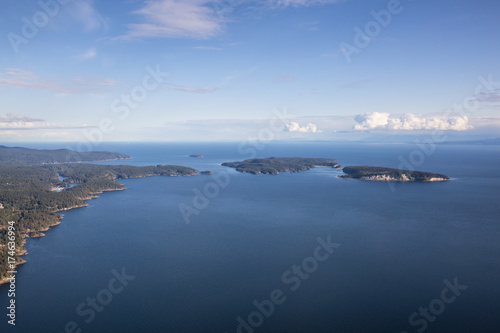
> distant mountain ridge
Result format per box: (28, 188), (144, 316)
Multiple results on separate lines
(0, 145), (132, 165)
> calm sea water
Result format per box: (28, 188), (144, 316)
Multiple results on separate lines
(0, 143), (500, 333)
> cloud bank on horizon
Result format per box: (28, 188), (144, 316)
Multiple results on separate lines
(354, 112), (472, 131)
(285, 121), (321, 133)
(0, 0), (500, 142)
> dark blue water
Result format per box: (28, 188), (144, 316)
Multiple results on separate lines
(0, 143), (500, 333)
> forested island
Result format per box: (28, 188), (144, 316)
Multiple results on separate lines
(0, 146), (198, 283)
(339, 166), (450, 182)
(0, 145), (132, 165)
(0, 150), (450, 283)
(222, 157), (450, 181)
(222, 157), (340, 175)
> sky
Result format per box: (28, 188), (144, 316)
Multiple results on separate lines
(0, 0), (500, 145)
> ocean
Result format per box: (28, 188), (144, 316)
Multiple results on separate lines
(0, 142), (500, 333)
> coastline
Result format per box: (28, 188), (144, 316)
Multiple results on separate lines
(0, 188), (126, 286)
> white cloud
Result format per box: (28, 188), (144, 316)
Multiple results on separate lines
(0, 68), (120, 96)
(0, 113), (94, 130)
(121, 0), (222, 39)
(354, 112), (472, 131)
(286, 121), (321, 133)
(193, 46), (222, 51)
(267, 0), (339, 7)
(75, 48), (97, 60)
(115, 0), (342, 40)
(162, 83), (219, 94)
(66, 0), (107, 31)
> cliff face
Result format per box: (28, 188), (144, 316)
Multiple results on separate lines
(339, 166), (450, 182)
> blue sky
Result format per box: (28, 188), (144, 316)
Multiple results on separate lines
(0, 0), (500, 143)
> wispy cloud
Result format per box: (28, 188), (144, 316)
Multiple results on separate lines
(354, 112), (472, 131)
(119, 0), (223, 39)
(274, 75), (297, 83)
(115, 0), (341, 40)
(162, 83), (219, 94)
(193, 46), (223, 51)
(0, 68), (120, 95)
(285, 121), (321, 133)
(0, 113), (94, 131)
(266, 0), (340, 7)
(65, 0), (108, 31)
(339, 79), (373, 89)
(74, 48), (97, 61)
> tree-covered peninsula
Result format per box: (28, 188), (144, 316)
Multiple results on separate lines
(0, 146), (132, 165)
(339, 166), (450, 182)
(222, 157), (340, 175)
(0, 147), (198, 283)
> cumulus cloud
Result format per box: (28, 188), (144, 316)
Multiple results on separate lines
(354, 112), (472, 131)
(286, 121), (321, 133)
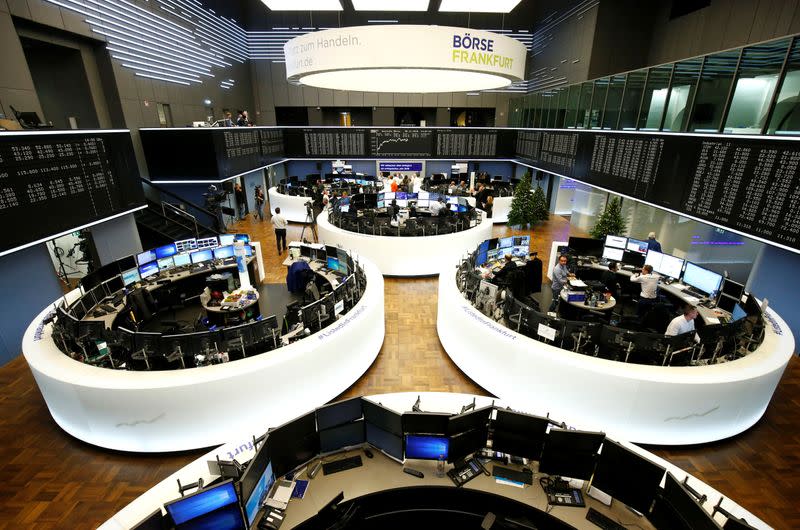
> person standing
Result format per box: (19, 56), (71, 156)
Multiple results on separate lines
(253, 184), (264, 221)
(272, 208), (289, 256)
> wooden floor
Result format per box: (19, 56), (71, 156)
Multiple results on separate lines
(0, 212), (800, 530)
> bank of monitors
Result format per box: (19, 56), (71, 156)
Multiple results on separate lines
(164, 480), (246, 530)
(539, 428), (605, 480)
(492, 409), (550, 460)
(683, 261), (722, 295)
(592, 439), (665, 513)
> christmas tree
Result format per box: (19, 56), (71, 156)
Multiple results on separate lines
(508, 171), (535, 226)
(589, 197), (626, 239)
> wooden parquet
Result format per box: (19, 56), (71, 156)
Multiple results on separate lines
(0, 211), (800, 530)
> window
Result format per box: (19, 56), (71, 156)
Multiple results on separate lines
(661, 57), (703, 131)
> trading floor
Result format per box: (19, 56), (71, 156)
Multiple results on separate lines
(0, 212), (800, 530)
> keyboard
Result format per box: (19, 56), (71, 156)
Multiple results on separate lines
(586, 508), (626, 530)
(322, 455), (364, 475)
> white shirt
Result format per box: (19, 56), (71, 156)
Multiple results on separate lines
(631, 273), (664, 300)
(272, 213), (288, 230)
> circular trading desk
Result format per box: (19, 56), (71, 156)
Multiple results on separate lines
(436, 258), (794, 445)
(317, 210), (492, 276)
(267, 187), (314, 223)
(22, 253), (384, 452)
(100, 392), (769, 530)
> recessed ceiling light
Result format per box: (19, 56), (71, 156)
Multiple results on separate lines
(261, 0), (342, 11)
(352, 0), (430, 11)
(439, 0), (520, 13)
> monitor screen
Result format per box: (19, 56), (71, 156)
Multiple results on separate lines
(156, 243), (178, 259)
(175, 238), (197, 252)
(158, 257), (175, 271)
(406, 434), (450, 460)
(627, 237), (647, 254)
(361, 399), (403, 434)
(319, 421), (366, 453)
(316, 397), (363, 431)
(606, 236), (628, 249)
(403, 412), (450, 435)
(189, 249), (214, 264)
(683, 261), (722, 294)
(214, 245), (233, 259)
(365, 420), (403, 460)
(122, 269), (142, 287)
(136, 250), (157, 266)
(172, 254), (192, 267)
(164, 480), (239, 525)
(139, 261), (158, 278)
(603, 247), (625, 261)
(592, 439), (665, 513)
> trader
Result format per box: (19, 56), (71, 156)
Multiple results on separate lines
(664, 305), (700, 341)
(647, 232), (661, 252)
(548, 254), (572, 311)
(272, 208), (288, 256)
(631, 264), (660, 317)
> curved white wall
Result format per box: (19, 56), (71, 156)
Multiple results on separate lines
(22, 258), (384, 452)
(317, 210), (492, 276)
(437, 267), (794, 445)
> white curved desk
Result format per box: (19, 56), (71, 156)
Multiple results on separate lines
(317, 210), (492, 276)
(436, 267), (794, 445)
(267, 187), (314, 223)
(22, 258), (384, 452)
(99, 392), (770, 530)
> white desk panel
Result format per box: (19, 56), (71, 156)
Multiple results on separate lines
(437, 267), (794, 445)
(317, 210), (492, 276)
(22, 258), (384, 452)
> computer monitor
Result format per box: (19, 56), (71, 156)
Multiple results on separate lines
(122, 268), (142, 287)
(406, 434), (450, 460)
(139, 261), (158, 279)
(319, 420), (367, 453)
(539, 428), (606, 480)
(492, 409), (550, 460)
(316, 397), (364, 431)
(603, 247), (625, 261)
(403, 412), (450, 435)
(136, 249), (157, 267)
(361, 399), (403, 434)
(164, 480), (245, 530)
(447, 405), (494, 435)
(156, 243), (178, 259)
(606, 235), (628, 249)
(175, 238), (197, 252)
(158, 256), (175, 271)
(172, 254), (192, 267)
(683, 261), (722, 295)
(592, 439), (665, 513)
(214, 245), (233, 259)
(625, 237), (649, 254)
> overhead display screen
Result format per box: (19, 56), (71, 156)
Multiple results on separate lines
(0, 131), (145, 253)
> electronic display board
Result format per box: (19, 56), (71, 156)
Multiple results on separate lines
(0, 131), (145, 253)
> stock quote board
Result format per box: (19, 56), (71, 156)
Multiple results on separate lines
(0, 131), (145, 254)
(516, 130), (800, 251)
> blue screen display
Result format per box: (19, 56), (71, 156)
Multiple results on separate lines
(156, 243), (178, 259)
(164, 482), (238, 524)
(190, 249), (214, 263)
(244, 462), (275, 525)
(406, 434), (450, 460)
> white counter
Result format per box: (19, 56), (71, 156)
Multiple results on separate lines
(317, 210), (492, 276)
(22, 258), (384, 452)
(437, 266), (794, 445)
(267, 187), (314, 223)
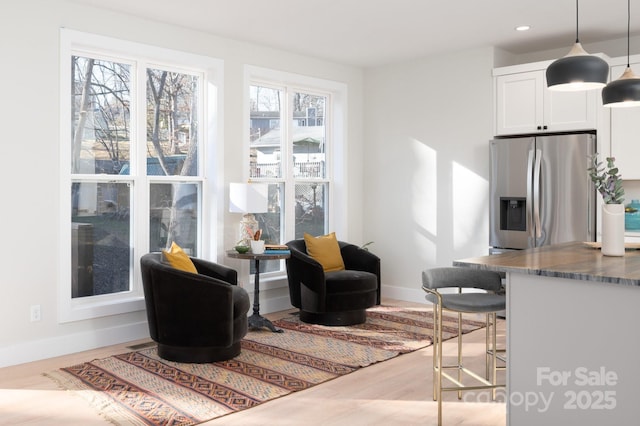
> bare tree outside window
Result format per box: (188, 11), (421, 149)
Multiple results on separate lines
(249, 84), (329, 270)
(71, 56), (202, 297)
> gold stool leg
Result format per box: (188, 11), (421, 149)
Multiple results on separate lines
(490, 312), (498, 400)
(458, 312), (462, 399)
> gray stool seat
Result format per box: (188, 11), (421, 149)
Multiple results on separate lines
(425, 293), (507, 313)
(422, 267), (507, 425)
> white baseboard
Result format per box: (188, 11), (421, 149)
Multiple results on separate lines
(0, 321), (149, 367)
(381, 285), (429, 304)
(0, 285), (427, 368)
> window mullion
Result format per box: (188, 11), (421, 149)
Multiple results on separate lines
(281, 88), (296, 241)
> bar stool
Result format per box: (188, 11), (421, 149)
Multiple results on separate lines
(422, 266), (506, 425)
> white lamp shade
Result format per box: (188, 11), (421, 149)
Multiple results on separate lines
(229, 183), (269, 213)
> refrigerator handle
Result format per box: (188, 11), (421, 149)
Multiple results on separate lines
(533, 149), (542, 238)
(526, 149), (534, 238)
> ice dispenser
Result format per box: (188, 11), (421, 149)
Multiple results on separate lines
(500, 197), (527, 231)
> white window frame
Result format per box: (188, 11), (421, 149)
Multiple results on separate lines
(58, 28), (224, 323)
(242, 65), (348, 280)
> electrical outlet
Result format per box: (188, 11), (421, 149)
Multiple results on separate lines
(31, 305), (42, 322)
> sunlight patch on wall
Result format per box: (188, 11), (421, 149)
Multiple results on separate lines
(451, 161), (489, 250)
(411, 139), (438, 240)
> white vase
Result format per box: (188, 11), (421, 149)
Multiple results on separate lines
(602, 204), (624, 256)
(251, 240), (264, 254)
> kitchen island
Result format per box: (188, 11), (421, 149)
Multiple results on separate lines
(454, 242), (640, 426)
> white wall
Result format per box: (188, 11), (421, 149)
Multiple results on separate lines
(0, 0), (363, 367)
(363, 48), (494, 301)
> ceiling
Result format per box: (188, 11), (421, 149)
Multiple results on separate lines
(71, 0), (640, 67)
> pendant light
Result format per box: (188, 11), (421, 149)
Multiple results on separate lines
(602, 0), (640, 107)
(547, 0), (609, 91)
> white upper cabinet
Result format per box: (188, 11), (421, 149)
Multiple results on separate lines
(611, 63), (640, 179)
(494, 67), (600, 135)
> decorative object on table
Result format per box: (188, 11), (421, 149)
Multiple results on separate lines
(264, 244), (291, 254)
(229, 183), (269, 247)
(45, 306), (484, 426)
(234, 246), (251, 254)
(222, 250), (289, 333)
(624, 200), (640, 231)
(546, 0), (609, 91)
(250, 229), (264, 254)
(587, 153), (625, 256)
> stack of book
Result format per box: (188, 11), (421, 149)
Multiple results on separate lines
(264, 244), (291, 254)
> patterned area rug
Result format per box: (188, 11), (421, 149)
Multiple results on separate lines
(45, 306), (484, 425)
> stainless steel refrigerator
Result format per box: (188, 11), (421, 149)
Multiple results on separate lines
(489, 133), (596, 253)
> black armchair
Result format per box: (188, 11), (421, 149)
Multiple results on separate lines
(140, 253), (250, 363)
(286, 239), (380, 325)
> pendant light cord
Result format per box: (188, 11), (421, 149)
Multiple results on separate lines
(576, 0), (580, 43)
(627, 0), (631, 68)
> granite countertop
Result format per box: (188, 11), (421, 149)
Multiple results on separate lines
(453, 242), (640, 286)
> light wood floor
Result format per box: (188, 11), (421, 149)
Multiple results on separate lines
(0, 300), (506, 426)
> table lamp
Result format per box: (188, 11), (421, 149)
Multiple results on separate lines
(229, 183), (269, 246)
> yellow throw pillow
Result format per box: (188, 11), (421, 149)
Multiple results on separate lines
(162, 241), (198, 274)
(304, 232), (344, 272)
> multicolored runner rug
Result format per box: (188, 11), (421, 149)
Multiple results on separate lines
(45, 306), (484, 425)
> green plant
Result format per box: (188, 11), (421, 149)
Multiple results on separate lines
(587, 153), (624, 204)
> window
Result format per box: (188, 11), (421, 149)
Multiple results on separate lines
(248, 66), (342, 272)
(60, 30), (222, 320)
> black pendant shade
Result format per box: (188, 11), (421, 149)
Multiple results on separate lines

EXERCISE REQUIREMENTS: Offset the lines from the line with "patterned area rug" to the line with "(229, 183), (269, 246)" by adding 144 to every coordinate in the answers, and write all of those lines out again in full. Keep every other number as it is.

CORRECT ANSWER:
> patterned area rug
Result format per box: (188, 11), (421, 149)
Multiple results on separate lines
(189, 450), (628, 569)
> stainless steel refrigerator
Result format per box: (188, 11), (421, 149)
Multiple results on separate lines
(633, 277), (740, 397)
> black armchair
Result format per box: (188, 11), (421, 149)
Multiple results on separate lines
(284, 397), (394, 507)
(430, 383), (524, 469)
> pendant light cord
Result format per box: (188, 11), (421, 149)
Multiple results on separate lines
(720, 144), (724, 187)
(771, 144), (775, 212)
> granite countertop
Result format per box: (188, 11), (421, 149)
Multiple results on separate lines
(597, 386), (784, 430)
> light wood floor
Result format per box: (188, 11), (421, 149)
Multiple results on separate lines
(144, 444), (650, 570)
> table lamp
Result format per box: (188, 11), (421, 149)
Multiple results on separate lines
(373, 327), (413, 390)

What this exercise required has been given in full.